I noticed I hadn't blogged for about 6 months now, and I was wondering how it can be, while this Shah Rukh Khan "detension" episode at Newark Airport yesterday (incidentally India's Independence Day) hit desi media headlines. While I did have several things to write about -including my trip to India and the Taj in April last - let me give the most honest excuse, I was plain lazy to catch up with this space. (I must admit I was otherwise active with my digital indulgence by signing up on facebook and twitter in the intervening timeframe.)
Needless to say, the SRK episode did not get a fraction of the coverage in US media that it got in desi media. If SRK is trully a "global" icon like some of us claim, why would this issue not find coverage here in the US or say even in a "neutral" country like Canada? After hearing a lot of the typical desi overreaction to such incidents, it was indeed refreshing to find a relatively more digestable editorial on the TOI blog site - http://blogs.timesofindia.indiatimes.com/onefortheroad/entry/don-t-make-a-big
While such episodes are not unheard of - South Indian actors such as Mamooty, Sivakumar, etc. were treated in a similar fashion recently as well, not to mention our ex-President Kalam - what is intriguing to me is how the Indian media and mainstream public alike takes these things so personally these days. Yes, it does not speak much of the US immigration intelligence to do random security grilling on visitors based just on their muslim or muslim-sounding names. However, in this post 9-11 age, such profiling is a necessary evil and has to be taken on the stride as a necessary nuisance, and nothing more. (India does such random grilling on Pakistani visitors, by the way.) If say Tom Cruise stepped in at Mumbai immigration, what are the chances that the local immigration officer would recogonize him, let alone give him the "privileged" treatment that desis seem to be expecting for SRK? After all nobody is above the law (and the whims and fancies that law can manifest itself with) and the VIP worship culture that comes so naturally to us desis is not something that the international community is willing to entertain in this day and age dominated by terror anxiety. To paint the episode with race, religion and nationality bias, warranted as it may be to a limited extent, is just not appropriate in the larger context. The call by some desis for a tit-for-tat type retaliatory action by having US visitors to India be subjected to similar action is outright silly, classless and irresponsible.
There seems to be a pattern to the manner in which such things are seen in India these days. When a desi student in Australia gets attacked, our people go ga-ga without bothering to ask if that desi student did something wrong in the first place. When a West Indian umpire gives a couple of bad decisions on the field against Indian batsmen, the BCCI pressures ICC to sack him, and succeeds. If Dr. Kalam has to go thru routine security screening to board a Continental flight, our people cry foul. While such reactions are appropriate to some reasonable degree, this seems to be the symptom of a larger dynamic at work here - that India is now clearly displaying a changed body language when it comes to how she would like to be seen/treated by the rest of the world. To the extent the escalating superiority complex that Indians seem to flaunt these days is justifiable based on their economic standing as a reckoning superpower and the political maturity as a thriving democratic nation state, such nationalistic postures may be appreciated by the international community. But if this trend grows unabated beyond those limits of tolerance, India or Indians would very soon be seen as cocky, self-serving global citizens indifferent to the ground realities dominating international thought in the 21st century.

[Stored data entries]
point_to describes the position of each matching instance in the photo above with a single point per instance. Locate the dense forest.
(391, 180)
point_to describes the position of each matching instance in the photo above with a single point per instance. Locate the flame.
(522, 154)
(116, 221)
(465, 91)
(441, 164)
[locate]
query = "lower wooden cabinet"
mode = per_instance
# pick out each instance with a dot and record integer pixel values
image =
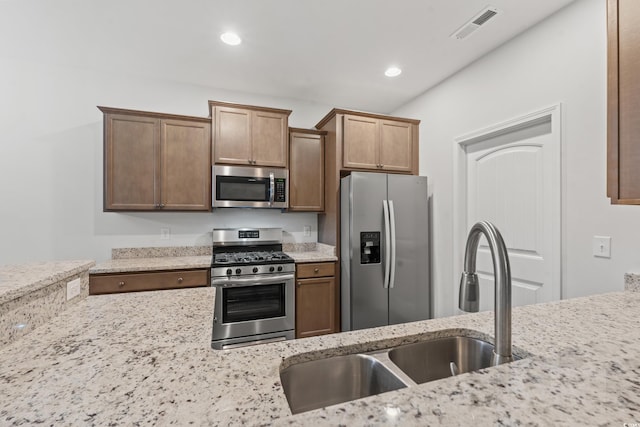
(316, 299)
(148, 281)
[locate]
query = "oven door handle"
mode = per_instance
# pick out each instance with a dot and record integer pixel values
(251, 280)
(272, 188)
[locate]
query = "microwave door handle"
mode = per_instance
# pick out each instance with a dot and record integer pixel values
(272, 188)
(387, 244)
(392, 219)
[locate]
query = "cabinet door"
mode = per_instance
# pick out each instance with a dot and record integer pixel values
(315, 307)
(232, 141)
(396, 146)
(306, 173)
(269, 139)
(360, 142)
(623, 174)
(131, 162)
(186, 171)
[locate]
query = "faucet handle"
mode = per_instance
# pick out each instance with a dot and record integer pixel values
(469, 298)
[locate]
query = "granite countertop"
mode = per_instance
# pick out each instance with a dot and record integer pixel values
(19, 280)
(145, 358)
(130, 260)
(130, 265)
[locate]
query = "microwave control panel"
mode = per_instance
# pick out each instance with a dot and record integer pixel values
(281, 190)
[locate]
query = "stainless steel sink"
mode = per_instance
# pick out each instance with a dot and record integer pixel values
(324, 382)
(441, 358)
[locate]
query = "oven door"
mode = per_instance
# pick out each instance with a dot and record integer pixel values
(251, 306)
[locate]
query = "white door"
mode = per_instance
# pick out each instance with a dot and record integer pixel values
(513, 180)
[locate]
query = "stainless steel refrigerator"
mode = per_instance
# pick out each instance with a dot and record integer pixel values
(385, 268)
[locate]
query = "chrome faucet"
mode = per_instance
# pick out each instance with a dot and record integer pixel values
(470, 293)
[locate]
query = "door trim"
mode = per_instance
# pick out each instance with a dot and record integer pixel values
(461, 143)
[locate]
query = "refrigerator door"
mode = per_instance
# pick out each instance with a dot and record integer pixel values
(364, 297)
(410, 296)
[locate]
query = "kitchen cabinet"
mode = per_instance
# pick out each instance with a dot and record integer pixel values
(378, 144)
(306, 170)
(147, 281)
(623, 109)
(155, 161)
(249, 135)
(317, 299)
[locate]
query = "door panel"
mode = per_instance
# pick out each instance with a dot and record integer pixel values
(410, 298)
(366, 304)
(360, 145)
(186, 170)
(232, 142)
(269, 133)
(131, 162)
(513, 181)
(396, 145)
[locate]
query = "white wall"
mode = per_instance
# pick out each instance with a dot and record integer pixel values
(561, 60)
(51, 164)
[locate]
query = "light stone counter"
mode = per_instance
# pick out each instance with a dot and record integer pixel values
(145, 358)
(128, 265)
(129, 260)
(32, 294)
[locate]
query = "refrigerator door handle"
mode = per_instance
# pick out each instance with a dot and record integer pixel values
(392, 271)
(387, 243)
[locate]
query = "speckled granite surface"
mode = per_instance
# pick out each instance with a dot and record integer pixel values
(125, 265)
(632, 282)
(161, 251)
(32, 294)
(145, 358)
(183, 258)
(311, 252)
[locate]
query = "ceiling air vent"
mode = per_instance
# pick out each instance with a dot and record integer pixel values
(474, 23)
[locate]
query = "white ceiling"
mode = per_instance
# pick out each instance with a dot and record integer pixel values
(327, 51)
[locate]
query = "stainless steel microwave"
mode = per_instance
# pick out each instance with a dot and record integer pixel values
(249, 187)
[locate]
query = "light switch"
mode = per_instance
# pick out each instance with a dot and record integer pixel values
(602, 246)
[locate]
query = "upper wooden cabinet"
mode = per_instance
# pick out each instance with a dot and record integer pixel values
(306, 170)
(249, 135)
(156, 161)
(375, 142)
(623, 144)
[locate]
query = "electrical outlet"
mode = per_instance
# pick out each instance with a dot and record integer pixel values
(165, 233)
(602, 246)
(73, 289)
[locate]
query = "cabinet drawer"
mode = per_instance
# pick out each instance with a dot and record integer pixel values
(320, 269)
(112, 283)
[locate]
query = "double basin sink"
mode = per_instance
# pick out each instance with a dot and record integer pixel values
(319, 383)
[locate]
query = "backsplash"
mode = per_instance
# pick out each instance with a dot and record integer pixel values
(159, 252)
(632, 282)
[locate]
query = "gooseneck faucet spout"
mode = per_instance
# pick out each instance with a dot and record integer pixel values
(470, 293)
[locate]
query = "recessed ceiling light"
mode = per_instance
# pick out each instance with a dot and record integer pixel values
(231, 39)
(393, 72)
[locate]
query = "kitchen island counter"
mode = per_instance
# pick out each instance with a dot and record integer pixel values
(145, 358)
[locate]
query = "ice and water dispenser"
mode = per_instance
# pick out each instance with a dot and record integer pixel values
(369, 247)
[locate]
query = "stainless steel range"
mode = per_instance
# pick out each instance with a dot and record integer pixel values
(254, 281)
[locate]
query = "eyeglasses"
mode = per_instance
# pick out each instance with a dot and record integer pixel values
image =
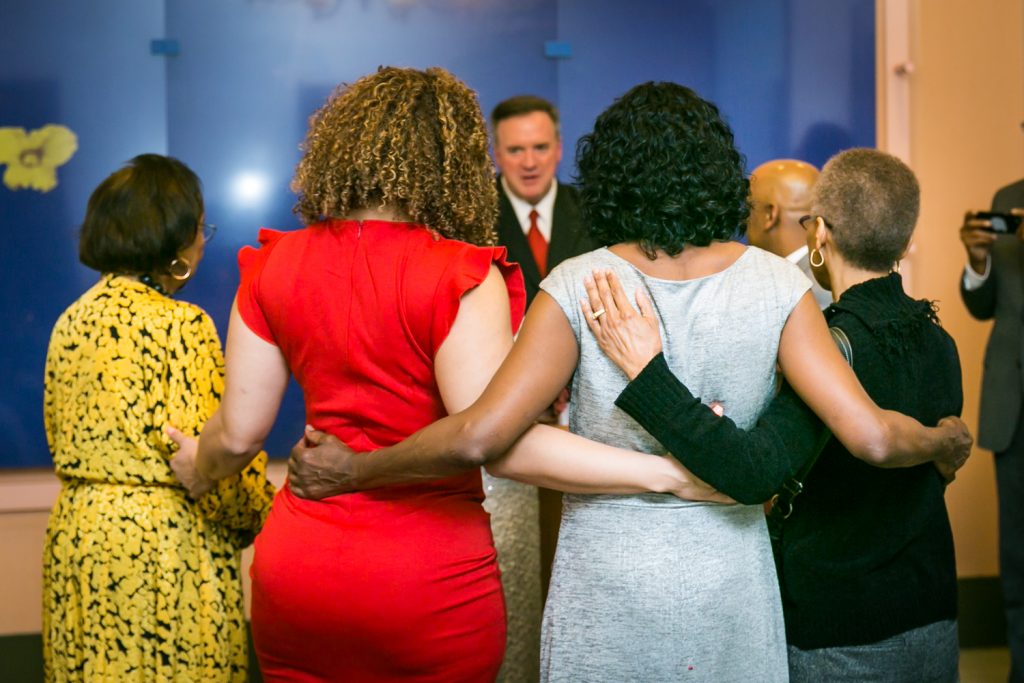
(810, 218)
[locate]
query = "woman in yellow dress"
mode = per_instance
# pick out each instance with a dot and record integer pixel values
(140, 583)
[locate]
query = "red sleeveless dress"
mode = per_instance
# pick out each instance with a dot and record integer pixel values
(395, 584)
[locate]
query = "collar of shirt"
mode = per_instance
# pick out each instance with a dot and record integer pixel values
(797, 255)
(545, 209)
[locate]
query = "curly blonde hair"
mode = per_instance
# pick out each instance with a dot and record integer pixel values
(411, 139)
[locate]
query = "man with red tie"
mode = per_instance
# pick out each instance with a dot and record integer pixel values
(540, 221)
(540, 224)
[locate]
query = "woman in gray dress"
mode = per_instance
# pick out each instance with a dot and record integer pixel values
(648, 587)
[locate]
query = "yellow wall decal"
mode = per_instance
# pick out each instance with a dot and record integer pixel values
(33, 158)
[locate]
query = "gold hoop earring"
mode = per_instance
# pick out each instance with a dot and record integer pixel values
(178, 263)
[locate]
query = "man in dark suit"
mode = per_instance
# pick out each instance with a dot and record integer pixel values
(527, 148)
(992, 288)
(780, 195)
(540, 224)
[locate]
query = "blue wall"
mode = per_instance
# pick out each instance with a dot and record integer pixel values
(794, 77)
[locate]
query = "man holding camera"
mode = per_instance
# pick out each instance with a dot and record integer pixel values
(992, 288)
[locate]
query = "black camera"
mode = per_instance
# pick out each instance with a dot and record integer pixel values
(1001, 223)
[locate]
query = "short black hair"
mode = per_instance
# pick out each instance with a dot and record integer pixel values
(521, 105)
(660, 169)
(870, 199)
(141, 216)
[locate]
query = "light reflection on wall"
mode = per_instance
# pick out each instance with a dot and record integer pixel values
(249, 189)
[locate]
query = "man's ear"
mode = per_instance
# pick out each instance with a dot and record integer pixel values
(772, 216)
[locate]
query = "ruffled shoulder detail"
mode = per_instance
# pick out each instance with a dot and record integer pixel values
(251, 262)
(467, 268)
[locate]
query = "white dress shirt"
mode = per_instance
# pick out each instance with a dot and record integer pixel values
(545, 209)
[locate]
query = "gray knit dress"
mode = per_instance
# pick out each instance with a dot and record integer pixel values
(648, 587)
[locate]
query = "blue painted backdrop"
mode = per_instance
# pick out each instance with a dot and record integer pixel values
(796, 78)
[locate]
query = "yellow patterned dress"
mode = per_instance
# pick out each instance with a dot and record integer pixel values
(139, 582)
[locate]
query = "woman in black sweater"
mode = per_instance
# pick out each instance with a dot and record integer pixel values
(866, 563)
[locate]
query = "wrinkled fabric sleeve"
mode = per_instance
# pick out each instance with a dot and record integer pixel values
(749, 466)
(466, 270)
(240, 503)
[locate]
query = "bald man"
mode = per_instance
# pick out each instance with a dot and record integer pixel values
(780, 194)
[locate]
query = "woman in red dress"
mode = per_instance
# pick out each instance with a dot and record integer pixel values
(389, 317)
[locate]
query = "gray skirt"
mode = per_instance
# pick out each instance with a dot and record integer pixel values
(650, 588)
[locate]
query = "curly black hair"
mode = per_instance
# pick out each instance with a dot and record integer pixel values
(660, 169)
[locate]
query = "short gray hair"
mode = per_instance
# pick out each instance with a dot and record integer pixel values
(870, 200)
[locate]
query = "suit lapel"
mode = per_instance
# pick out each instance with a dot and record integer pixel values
(511, 237)
(565, 235)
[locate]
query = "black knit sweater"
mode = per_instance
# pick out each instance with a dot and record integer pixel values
(867, 552)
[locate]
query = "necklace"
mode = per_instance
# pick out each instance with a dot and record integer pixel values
(147, 280)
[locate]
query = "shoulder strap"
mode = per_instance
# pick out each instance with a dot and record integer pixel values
(843, 342)
(781, 502)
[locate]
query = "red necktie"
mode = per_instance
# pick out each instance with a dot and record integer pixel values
(538, 245)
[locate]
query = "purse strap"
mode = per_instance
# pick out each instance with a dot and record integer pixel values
(781, 503)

- Task directions
Please write out the blog post again, everything from "I noticed I" down to "the intervening timeframe.)", swapping "lazy" for "idle".

- Response to the exercise
I noticed I hadn't blogged for about 6 months now, and I was wondering how it can be, while this Shah Rukh Khan "detension" episode at Newark Airport yesterday (incidentally India's Independence Day) hit desi media headlines. While I did have several things to write about -including my trip to India and the Taj in April last - let me give the most honest excuse, I was plain idle to catch up with this space. (I must admit I was otherwise active with my digital indulgence by signing up on facebook and twitter in the intervening timeframe.)